# DOCUMENT PASSAGE
============================================================
# Thermobia domestica



## Jodokohajjio (Mar 1, 2007)

So in another thread, Christian mentioned Thermobia domestica. I tried searching for Google on them to see if there were any common procedures for culturing them, but I found that they're mostly viewed as pests.

For those reading this that have fed their mantids with Thermobia domestica, did you just find them in our house, or do you actually culture and raise them for the purpose of feeding?

If anyone does have a culture of them, or knows where to find information along those lines, please share!


----------



## padkison (Mar 1, 2007)

I sent a PM to Christian and got this reply.



Christian,

I saw your post regarding mantis food for Grizzled Mantids and other species. Were you refering to Thermobia domestica, the Firebrat? If so, what is needed to culture these and where does one find a starter culture? Also, is there a faster growing, larger species that would not infest a house?

Thanks

Hi.

Firebrats do not really infest houses, at least not over here. They are very robust and do not die, because they feed on cellullose, but they do not reproduce (see below). There are no other suitable species, the long development is typical for primitive insects. You have to start a culture early, because it needs about half a year until you can take something out for feeding your mantids. A receipt for the culture may be found on the internet, you need primarily a box filled with paper towels, a smaller box with sponges filled with water for humidity supply and some beauty pads for egg-laying. The problem is the high temperature they need, about 35-45°C by day. Feed them with fish flocks. A starter culture group should also be available on the internet. If not, please contact me again.

Regards,

Christian


----------



## yen_saw (Mar 2, 2007)
============================================================
# PROVIDED MATERIAL
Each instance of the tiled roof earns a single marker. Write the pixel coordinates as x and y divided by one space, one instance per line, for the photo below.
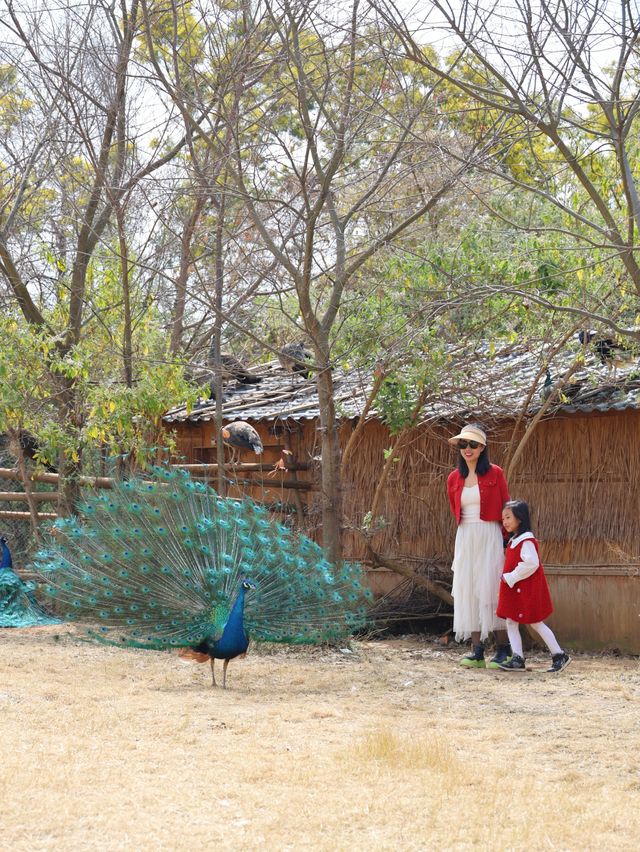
486 382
============================================================
# THINGS TO DO
**A.** Reproduce the passage of the Thermobia domestica thread starting at "If anyone does" and ending at "got this reply.".
**B.** Pick up the forum thread on culturing Thermobia domestica where it stops, and write what comes next.

# ANSWERS PER TASK
**A.**
If anyone does have a culture of them, or knows where to find information along those lines, please share!


----------



## padkison (Mar 1, 2007)

I sent a PM to Christian and got this reply.

**B.**
This species resembles silver fish commonly found in bathroom or embedded in your old piles of paper (book worm!!). BUt firebrates are more common in area with high humidity and high temperature. THey are pests nevertheless and my wife had warned me not to let any out........ hmmmm


----------



## Jodokohajjio (Mar 2, 2007)

So for a culture, I seem to be getting the sense that this is the kind of setup needed:

A glass jar/tank (I've read they can't climb glass). Put some paper/paper towels in the bottom as substrate. I've read that flaked fish food works for feeding. A heat lamp to keep the temperature around 35-45°C, and a container of water with sponges in it for humidity. Also some beauty pads for egg laying.

Does this sound right? Also, what are beauty pads?


----------



## Christian (Mar 2, 2007)

Beauty pads? The stuff women use for cleaning up their faces. It's made of fine cellulose. The box should be filled almost up with the towels (make balls of them), not just the bottom.

Regards,

Christian

PS: it was ok this time, but you should not post PMs on the forum. If you wish to do so, please ask in advance!


----------



## yen_saw (Mar 2, 2007)

> I've read that flaked fish food works for feeding.


Yes, i have tried crushed dog and cat food, they like both as well.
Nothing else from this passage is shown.